DATA:
__________________________________________________

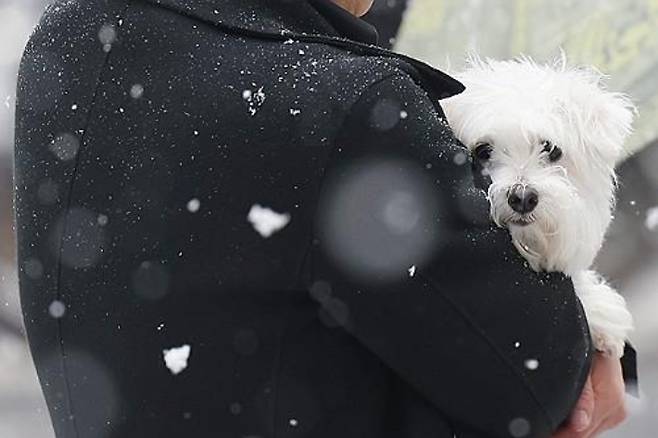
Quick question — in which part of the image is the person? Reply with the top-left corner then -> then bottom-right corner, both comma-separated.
15,0 -> 623,438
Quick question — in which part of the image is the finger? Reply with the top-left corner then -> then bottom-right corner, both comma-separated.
588,403 -> 628,438
569,377 -> 595,433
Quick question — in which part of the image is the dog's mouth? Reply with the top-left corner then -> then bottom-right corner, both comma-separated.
507,215 -> 535,227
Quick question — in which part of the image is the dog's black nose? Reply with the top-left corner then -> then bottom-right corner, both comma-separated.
507,184 -> 539,214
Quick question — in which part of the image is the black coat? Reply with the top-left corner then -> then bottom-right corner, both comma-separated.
16,0 -> 591,438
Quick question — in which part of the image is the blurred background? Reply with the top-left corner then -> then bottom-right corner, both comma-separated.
0,0 -> 658,438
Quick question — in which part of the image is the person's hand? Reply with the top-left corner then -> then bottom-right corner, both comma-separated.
553,353 -> 627,438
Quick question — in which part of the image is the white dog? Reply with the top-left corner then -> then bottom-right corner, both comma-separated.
441,57 -> 634,357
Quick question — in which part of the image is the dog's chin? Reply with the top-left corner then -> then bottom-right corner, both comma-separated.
505,216 -> 535,228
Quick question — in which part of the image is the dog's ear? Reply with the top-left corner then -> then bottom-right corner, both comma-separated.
572,73 -> 637,168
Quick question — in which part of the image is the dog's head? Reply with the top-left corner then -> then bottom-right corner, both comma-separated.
442,58 -> 634,273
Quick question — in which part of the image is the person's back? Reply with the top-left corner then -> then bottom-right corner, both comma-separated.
16,0 -> 590,438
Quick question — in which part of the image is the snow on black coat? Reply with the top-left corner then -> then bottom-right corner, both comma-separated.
15,0 -> 591,438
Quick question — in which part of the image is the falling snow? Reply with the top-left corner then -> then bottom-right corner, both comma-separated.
644,207 -> 658,231
247,204 -> 290,238
524,359 -> 539,371
407,265 -> 416,277
242,84 -> 266,116
130,84 -> 144,99
162,344 -> 192,375
48,300 -> 66,319
187,198 -> 201,213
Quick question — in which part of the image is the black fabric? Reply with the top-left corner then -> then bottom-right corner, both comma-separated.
621,343 -> 640,398
363,0 -> 409,49
309,0 -> 379,45
15,0 -> 591,438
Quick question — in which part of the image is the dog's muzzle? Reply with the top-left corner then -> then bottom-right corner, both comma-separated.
507,184 -> 539,214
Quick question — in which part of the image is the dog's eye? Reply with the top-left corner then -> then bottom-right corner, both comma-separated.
473,143 -> 493,161
542,140 -> 562,163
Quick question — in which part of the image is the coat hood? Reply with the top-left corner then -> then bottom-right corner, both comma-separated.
145,0 -> 464,99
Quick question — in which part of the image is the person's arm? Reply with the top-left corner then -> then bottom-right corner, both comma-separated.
311,73 -> 591,437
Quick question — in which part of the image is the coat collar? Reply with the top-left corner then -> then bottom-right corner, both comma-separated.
308,0 -> 379,46
146,0 -> 464,99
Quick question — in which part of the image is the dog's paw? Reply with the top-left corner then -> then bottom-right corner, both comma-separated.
592,330 -> 625,358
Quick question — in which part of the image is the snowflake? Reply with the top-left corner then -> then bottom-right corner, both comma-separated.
162,344 -> 192,375
247,204 -> 290,238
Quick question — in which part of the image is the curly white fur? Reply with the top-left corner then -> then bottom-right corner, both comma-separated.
442,56 -> 635,356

__________________________________________________

GOAL: Put the items into a two-column CSV with columns named text and response, one row for each request, its wording in one quoted field and its answer in the other, with line breaks turned into spaces. Begin at the line that has "the coat hood?" and stop after the end of the items.

EXERCISE RESPONSE:
text,response
"Quick question — in which part of the image is the coat hood? Reply with the top-left corner then -> then bottom-right corner, both comma-separated.","145,0 -> 464,99"
"Quick question — in which part of the image is the person's arm? Reply with the top-left corner then -> then bottom-right corner, both comma-separated.","311,73 -> 591,437"
"Quick question — in which part of the image is the coat collar? Reply with the top-left corner then -> then bottom-right corner, both comma-separated.","308,0 -> 379,46 146,0 -> 464,99"
"Quick question — in which part of the image is the dog's paw? Reply with the top-left corner then -> then bottom-right corner, both comma-separated.","592,330 -> 625,358"
"Quick question — in which part of the image is the snowflake? Reply with the top-left corner then -> then bottom-right corner, both comma-separated.","162,344 -> 192,375 247,204 -> 290,238"
"Quick question — in which part of the image is the curly white fur? Reply with the top-left corner then -> then bottom-right corner, both comma-separated.","442,56 -> 635,356"